> [What you have to do]: Pull out each line in the material that contains the string "stone".

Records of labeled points
──────

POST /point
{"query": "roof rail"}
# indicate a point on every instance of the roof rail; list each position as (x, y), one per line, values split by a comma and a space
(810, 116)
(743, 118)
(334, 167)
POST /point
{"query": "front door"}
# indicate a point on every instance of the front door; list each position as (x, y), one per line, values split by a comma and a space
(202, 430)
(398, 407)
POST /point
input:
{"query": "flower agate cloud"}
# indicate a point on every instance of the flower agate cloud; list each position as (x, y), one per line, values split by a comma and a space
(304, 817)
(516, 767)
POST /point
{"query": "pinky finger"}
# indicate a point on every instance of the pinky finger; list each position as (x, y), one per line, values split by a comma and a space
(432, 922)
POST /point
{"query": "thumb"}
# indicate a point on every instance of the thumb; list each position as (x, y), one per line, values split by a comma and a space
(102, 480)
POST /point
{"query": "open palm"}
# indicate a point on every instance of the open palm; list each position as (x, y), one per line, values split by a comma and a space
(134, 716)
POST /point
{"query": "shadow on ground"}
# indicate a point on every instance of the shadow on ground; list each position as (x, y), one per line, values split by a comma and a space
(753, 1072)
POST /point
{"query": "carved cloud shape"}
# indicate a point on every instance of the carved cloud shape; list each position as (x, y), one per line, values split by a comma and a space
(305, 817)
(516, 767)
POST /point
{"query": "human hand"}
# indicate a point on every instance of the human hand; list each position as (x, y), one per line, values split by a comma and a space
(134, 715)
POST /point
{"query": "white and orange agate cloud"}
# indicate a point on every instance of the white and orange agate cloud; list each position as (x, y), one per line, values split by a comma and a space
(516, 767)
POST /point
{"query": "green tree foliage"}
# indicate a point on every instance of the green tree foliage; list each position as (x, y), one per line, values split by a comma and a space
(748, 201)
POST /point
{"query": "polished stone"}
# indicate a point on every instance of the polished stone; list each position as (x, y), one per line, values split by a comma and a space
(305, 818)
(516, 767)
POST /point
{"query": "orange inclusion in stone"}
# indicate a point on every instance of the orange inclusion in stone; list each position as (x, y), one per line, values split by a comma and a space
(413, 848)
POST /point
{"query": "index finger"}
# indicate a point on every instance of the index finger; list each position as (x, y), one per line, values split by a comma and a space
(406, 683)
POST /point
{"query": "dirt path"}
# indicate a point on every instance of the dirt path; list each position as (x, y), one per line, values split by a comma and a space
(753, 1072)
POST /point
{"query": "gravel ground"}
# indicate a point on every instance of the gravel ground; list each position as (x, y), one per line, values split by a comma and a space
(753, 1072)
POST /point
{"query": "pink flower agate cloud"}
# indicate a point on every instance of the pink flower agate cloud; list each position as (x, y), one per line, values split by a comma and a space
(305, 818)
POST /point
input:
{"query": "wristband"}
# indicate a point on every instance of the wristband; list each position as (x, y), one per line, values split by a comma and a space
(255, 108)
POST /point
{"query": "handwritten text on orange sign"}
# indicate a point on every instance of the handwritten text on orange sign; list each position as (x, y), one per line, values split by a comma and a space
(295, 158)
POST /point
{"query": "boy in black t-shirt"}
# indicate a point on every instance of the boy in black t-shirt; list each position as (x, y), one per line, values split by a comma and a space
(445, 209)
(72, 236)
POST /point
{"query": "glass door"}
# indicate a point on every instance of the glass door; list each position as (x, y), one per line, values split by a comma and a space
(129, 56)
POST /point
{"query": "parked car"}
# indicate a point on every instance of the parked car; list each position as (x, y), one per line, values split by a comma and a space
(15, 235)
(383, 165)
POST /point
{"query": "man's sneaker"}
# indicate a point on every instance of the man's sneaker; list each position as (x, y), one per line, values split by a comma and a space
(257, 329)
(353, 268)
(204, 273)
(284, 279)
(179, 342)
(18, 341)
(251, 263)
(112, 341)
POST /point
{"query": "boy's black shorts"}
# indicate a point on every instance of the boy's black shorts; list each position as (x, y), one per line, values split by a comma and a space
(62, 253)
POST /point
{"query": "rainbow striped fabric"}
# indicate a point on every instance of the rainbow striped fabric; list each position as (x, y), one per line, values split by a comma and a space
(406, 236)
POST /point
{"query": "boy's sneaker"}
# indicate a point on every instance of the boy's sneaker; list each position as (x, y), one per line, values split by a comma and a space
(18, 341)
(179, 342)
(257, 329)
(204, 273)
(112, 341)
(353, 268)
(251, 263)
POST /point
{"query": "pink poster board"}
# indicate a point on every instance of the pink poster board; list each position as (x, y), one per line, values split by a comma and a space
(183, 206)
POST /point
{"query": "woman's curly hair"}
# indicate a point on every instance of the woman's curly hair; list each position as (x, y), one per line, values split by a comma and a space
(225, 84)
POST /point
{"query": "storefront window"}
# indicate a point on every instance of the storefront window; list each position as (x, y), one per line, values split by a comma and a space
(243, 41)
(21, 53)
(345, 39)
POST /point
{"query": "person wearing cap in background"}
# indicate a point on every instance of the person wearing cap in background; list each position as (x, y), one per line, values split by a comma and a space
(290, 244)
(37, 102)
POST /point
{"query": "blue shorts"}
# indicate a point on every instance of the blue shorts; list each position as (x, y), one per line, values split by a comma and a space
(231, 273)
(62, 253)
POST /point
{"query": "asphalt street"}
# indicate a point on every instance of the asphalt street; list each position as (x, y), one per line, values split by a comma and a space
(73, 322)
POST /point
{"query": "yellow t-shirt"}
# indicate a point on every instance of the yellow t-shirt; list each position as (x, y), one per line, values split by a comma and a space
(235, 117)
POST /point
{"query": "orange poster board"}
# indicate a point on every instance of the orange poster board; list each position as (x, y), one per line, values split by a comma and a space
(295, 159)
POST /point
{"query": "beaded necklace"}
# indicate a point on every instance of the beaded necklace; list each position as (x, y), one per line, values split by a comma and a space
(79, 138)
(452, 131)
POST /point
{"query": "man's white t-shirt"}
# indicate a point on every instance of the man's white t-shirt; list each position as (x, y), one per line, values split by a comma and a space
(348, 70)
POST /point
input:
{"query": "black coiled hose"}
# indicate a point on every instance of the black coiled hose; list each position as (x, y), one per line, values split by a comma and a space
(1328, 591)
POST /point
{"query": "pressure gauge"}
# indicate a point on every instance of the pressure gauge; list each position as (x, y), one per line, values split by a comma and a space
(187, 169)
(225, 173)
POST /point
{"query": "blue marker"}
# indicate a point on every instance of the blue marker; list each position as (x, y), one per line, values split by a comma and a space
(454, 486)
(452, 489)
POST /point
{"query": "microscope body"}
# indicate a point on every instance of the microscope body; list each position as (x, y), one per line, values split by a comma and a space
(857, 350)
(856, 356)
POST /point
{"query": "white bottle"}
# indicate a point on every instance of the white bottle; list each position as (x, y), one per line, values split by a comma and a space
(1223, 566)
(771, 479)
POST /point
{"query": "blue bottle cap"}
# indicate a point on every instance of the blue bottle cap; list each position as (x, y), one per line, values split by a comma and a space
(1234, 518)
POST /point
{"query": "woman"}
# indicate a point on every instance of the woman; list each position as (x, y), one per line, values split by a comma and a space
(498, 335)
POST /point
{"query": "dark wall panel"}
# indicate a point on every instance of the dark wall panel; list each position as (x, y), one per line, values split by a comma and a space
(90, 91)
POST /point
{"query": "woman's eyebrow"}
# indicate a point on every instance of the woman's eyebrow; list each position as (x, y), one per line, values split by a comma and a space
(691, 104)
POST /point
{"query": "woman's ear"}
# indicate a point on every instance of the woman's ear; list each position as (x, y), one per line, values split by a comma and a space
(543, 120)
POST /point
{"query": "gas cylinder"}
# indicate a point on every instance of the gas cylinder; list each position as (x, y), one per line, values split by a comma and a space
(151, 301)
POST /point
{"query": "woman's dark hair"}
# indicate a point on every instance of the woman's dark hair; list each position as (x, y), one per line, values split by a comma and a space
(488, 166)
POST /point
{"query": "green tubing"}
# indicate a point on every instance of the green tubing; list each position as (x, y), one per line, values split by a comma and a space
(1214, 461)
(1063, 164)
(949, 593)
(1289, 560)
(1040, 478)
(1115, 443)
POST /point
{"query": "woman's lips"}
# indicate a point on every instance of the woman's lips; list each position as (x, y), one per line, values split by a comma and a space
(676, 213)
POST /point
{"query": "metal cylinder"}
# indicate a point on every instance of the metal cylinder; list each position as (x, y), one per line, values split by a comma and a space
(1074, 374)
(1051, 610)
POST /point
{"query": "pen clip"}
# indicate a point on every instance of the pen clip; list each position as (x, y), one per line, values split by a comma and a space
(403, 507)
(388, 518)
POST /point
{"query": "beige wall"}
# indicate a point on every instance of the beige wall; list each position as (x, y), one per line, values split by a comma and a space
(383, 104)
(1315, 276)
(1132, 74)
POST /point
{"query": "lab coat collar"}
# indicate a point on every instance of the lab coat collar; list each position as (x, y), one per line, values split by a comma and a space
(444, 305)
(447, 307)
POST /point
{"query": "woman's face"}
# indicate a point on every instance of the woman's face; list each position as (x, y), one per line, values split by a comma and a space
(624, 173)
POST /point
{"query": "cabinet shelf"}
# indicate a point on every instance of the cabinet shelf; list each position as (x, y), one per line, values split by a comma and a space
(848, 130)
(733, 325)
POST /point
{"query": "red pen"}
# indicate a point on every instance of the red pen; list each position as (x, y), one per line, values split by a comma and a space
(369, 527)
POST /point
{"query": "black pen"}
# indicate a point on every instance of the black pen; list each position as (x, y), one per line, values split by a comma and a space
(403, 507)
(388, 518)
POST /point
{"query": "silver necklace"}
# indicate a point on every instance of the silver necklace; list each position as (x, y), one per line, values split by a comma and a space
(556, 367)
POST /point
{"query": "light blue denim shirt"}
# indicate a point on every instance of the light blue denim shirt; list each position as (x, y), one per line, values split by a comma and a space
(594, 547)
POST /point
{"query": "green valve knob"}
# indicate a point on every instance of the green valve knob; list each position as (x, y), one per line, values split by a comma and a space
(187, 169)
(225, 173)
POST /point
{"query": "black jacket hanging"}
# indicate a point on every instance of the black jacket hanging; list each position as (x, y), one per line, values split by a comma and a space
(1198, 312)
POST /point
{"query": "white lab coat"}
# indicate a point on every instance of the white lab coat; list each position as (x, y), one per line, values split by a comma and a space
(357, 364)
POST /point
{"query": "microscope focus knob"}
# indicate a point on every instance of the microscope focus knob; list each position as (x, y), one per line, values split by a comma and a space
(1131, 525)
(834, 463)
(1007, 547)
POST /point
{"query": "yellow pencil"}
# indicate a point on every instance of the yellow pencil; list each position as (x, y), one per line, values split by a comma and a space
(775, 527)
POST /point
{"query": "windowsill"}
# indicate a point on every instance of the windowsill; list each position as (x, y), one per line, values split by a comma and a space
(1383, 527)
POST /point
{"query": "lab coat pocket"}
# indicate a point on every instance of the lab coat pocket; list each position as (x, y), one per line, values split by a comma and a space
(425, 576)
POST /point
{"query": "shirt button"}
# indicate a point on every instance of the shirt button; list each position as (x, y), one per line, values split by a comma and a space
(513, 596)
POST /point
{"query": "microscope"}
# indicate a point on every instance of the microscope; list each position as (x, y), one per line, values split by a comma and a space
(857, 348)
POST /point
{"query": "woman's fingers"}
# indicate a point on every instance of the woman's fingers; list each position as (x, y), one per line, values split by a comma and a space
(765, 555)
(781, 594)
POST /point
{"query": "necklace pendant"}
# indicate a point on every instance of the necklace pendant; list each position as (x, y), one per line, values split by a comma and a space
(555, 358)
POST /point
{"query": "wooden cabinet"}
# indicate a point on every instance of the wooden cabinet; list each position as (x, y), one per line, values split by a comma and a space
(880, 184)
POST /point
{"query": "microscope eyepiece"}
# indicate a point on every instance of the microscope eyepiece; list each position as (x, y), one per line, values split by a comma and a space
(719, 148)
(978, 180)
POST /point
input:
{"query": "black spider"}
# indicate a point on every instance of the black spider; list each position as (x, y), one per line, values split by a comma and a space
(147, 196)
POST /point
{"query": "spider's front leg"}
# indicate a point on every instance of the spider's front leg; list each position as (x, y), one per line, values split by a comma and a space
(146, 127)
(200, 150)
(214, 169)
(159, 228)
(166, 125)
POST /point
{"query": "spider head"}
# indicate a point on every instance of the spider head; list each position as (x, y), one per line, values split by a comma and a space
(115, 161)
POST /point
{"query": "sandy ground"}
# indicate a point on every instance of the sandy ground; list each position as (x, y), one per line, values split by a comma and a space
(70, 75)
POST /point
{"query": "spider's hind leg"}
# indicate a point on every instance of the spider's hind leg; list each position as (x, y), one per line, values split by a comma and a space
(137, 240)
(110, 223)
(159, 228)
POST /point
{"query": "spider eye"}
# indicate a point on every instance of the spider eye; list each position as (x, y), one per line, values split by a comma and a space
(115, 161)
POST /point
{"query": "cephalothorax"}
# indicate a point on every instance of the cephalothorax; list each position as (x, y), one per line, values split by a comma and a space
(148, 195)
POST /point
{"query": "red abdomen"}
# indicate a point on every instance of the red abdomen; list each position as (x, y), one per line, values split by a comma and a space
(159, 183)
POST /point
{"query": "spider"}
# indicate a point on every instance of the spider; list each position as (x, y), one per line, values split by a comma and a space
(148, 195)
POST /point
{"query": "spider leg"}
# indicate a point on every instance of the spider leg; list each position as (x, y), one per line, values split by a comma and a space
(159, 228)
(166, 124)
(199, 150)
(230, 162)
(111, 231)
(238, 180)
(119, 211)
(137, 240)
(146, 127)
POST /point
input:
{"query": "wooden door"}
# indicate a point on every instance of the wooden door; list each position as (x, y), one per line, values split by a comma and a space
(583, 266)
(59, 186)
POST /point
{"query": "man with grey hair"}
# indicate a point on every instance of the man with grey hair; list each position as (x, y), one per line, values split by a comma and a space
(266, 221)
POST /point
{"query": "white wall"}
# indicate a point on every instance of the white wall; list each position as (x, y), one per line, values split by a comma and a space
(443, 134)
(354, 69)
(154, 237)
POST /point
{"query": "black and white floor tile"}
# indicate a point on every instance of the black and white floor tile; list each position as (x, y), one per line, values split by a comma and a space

──────

> [Exercise answer]:
{"query": "polished stone"}
# indicate a point on every instance of the polished stone; list each position as (x, y), one per line, values split by a comma and a space
{"query": "orange inclusion in stone"}
# indicate a point on every instance of the orange inclusion in stone; list each position as (x, y), one per line, values split by a comma and a space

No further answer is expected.